[STATED PROBLEM]
Return the listing below word for word.

[DATA PROVIDED]
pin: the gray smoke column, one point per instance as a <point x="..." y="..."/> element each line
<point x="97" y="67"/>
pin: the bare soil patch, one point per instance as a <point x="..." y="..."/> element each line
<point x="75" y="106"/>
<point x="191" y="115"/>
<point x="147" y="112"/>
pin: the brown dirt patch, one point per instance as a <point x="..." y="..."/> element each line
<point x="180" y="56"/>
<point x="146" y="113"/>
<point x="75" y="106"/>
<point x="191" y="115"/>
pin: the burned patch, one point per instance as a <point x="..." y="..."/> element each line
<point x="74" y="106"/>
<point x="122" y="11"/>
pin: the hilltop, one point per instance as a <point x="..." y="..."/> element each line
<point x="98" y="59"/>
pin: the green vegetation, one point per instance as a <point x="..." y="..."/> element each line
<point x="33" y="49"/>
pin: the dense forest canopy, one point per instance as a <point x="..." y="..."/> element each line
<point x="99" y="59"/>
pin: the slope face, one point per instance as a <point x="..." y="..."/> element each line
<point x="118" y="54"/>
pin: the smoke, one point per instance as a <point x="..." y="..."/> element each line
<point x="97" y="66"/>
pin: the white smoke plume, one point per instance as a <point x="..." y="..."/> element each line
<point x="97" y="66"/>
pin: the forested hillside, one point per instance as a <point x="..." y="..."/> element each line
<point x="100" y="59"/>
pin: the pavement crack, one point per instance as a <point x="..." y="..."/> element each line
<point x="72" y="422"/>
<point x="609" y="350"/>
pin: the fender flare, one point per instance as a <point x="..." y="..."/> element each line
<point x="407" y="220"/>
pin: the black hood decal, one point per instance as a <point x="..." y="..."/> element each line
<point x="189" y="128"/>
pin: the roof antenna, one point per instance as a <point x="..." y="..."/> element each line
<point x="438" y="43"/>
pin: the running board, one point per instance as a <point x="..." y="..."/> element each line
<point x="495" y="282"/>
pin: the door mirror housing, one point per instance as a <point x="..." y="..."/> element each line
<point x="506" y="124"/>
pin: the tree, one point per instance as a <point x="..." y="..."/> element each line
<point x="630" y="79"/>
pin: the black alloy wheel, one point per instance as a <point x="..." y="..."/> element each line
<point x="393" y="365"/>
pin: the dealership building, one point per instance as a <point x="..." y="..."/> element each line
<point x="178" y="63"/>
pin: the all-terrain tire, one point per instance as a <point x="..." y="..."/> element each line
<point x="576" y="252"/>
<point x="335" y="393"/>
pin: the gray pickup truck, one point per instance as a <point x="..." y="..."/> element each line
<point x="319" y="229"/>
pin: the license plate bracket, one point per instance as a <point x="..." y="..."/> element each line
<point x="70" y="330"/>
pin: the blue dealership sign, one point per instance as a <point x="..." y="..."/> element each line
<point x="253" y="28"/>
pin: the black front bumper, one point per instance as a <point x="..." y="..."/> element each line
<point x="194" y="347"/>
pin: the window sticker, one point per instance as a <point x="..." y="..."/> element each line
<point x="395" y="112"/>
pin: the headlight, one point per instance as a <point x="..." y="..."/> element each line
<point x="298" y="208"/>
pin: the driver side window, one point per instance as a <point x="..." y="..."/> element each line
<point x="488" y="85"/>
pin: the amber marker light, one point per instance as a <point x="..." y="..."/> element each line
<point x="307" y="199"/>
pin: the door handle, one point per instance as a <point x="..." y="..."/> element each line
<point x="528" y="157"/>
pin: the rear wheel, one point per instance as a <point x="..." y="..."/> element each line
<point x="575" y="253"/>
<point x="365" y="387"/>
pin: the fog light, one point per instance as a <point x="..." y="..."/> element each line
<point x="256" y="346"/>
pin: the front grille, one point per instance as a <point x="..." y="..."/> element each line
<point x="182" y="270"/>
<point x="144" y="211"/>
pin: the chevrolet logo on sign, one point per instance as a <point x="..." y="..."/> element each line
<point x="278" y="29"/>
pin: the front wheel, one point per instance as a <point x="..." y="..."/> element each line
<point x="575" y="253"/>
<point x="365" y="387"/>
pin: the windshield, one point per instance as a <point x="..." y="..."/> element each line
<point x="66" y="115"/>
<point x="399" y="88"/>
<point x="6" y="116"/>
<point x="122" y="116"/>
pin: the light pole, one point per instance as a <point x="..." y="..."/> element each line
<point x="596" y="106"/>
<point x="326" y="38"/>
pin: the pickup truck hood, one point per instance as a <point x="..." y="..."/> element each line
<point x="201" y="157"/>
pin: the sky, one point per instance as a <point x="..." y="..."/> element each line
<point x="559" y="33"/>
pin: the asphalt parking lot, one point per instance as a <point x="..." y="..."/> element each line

[EXPECTED ANSWER]
pin: the gray smoke column, one point per instance as a <point x="..." y="..."/> element each line
<point x="97" y="67"/>
pin: the bare soil patch, one point per instance as a <point x="..." y="..."/> element each line
<point x="75" y="106"/>
<point x="191" y="115"/>
<point x="147" y="112"/>
pin: the brown dirt patch, one point per instance as a <point x="..." y="..."/> element each line
<point x="180" y="56"/>
<point x="146" y="113"/>
<point x="75" y="106"/>
<point x="191" y="115"/>
pin: the burned patch, one point per instance as a <point x="..." y="..."/> element each line
<point x="74" y="106"/>
<point x="122" y="11"/>
pin: the hilltop, one point per instance as a <point x="..." y="..."/> element each line
<point x="98" y="59"/>
pin: the green vegetation, one point per instance as a <point x="..." y="..."/> element each line
<point x="33" y="49"/>
pin: the dense forest canopy, one point per instance as a <point x="..." y="..."/> element each line
<point x="99" y="59"/>
pin: the slope face, one point per instance as a <point x="..." y="..."/> element each line
<point x="118" y="54"/>
pin: the smoke, one point per instance as a <point x="..." y="..."/> element each line
<point x="97" y="66"/>
pin: the white smoke plume, one point per instance as a <point x="..." y="..."/> element each line
<point x="97" y="66"/>
pin: the forested hillside, one point per instance as a <point x="..." y="..."/> element each line
<point x="100" y="59"/>
pin: the pavement crack, one point per instance as a <point x="..." y="..."/> element each line
<point x="72" y="422"/>
<point x="609" y="350"/>
pin: the fender flare, one point per instance as a <point x="..." y="..."/> element each line
<point x="407" y="220"/>
pin: the black hood decal, one point per instance as a <point x="..." y="..."/> element each line
<point x="189" y="128"/>
pin: the roof antenna, one point per instance as a <point x="..." y="..."/> element each line
<point x="438" y="43"/>
pin: the running board, one point per instance as a <point x="..." y="..."/> element each line
<point x="495" y="282"/>
pin: the door mirror housing, one point per instance as a <point x="..." y="..."/> element each line
<point x="506" y="124"/>
pin: the tree, one point per instance as a <point x="..." y="..."/> element each line
<point x="630" y="79"/>
pin: the black alloy wheel, one point per instance as a <point x="..." y="..."/> element each line
<point x="393" y="365"/>
pin: the dealership building, one point per instance as a <point x="..." y="..."/> element each line
<point x="178" y="63"/>
pin: the all-terrain tire, one point per instance as a <point x="..." y="..."/> element each line
<point x="576" y="252"/>
<point x="335" y="393"/>
pin: the gray pickup truck, one point per instance as a <point x="..." y="..."/> element each line
<point x="319" y="229"/>
pin: the license plate bracket, one point per instance as a <point x="..." y="..."/> element each line
<point x="70" y="330"/>
pin: the blue dealership sign, one point per instance as a <point x="..." y="..."/> element each line
<point x="253" y="28"/>
pin: the black front bumper, one point per instance as a <point x="..." y="..."/> element each line
<point x="194" y="347"/>
pin: the window sticker, one point per instance as a <point x="..." y="..."/> element each line
<point x="395" y="112"/>
pin: the headlight, one point per instance as a <point x="..." y="..."/> element each line
<point x="298" y="208"/>
pin: the driver side window, one point per instance as a <point x="..." y="..."/> element each line
<point x="488" y="85"/>
pin: the amber marker light, one point per instance as a <point x="..." y="..."/> element each line
<point x="307" y="199"/>
pin: the door handle, one point per instance as a <point x="..." y="..."/> element each line
<point x="528" y="157"/>
pin: the rear wheel, one point per instance as a <point x="..." y="..."/> element each line
<point x="575" y="253"/>
<point x="365" y="387"/>
pin: the fog light, one point per instance as a <point x="..." y="..."/> element each line
<point x="256" y="346"/>
pin: the front grille, one point per instance as a <point x="..." y="..."/> element each line
<point x="182" y="270"/>
<point x="144" y="211"/>
pin: the chevrolet logo on sign, one point per instance as a <point x="..." y="..."/> element each line
<point x="278" y="29"/>
pin: the front wheel, one point per instance as a <point x="..." y="..."/> element each line
<point x="575" y="253"/>
<point x="365" y="387"/>
pin: the windshield, one point per instance as a <point x="..." y="..."/> element each line
<point x="66" y="115"/>
<point x="399" y="88"/>
<point x="6" y="116"/>
<point x="122" y="116"/>
pin: the light pole, one point per instance as a <point x="..." y="..."/> element each line
<point x="596" y="106"/>
<point x="326" y="38"/>
pin: the pickup truck hood, one point per instance as a <point x="..." y="..."/> element each line
<point x="201" y="157"/>
pin: the sky, one point per instance as a <point x="..." y="..."/> element each line
<point x="559" y="33"/>
pin: the asphalt parking lot, one point per instance as a <point x="..." y="..."/> element each line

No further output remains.